#### [The problem]
Which lines run from the one containing "# pick out one" to the end of the material below? Copy them exactly, pictures excluded.

#### [Data in this exercise]
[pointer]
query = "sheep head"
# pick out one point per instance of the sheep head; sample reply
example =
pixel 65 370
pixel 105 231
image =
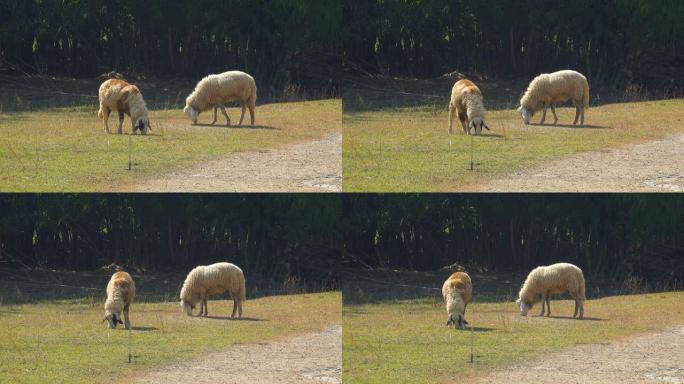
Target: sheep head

#### [Answer to the exercise]
# pick out one point per instance of the sheep head; sample reply
example =
pixel 65 370
pixel 105 231
image =
Target: sheep head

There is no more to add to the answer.